── Information shown ──

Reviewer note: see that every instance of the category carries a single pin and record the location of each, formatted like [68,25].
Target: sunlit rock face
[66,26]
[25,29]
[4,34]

───

Repeat the whole listing, keeping every word exact.

Reviewer note: see that every instance of the category carries a single pin and record the location of each, formatted like [68,25].
Target: sunlit rock face
[66,26]
[25,29]
[4,34]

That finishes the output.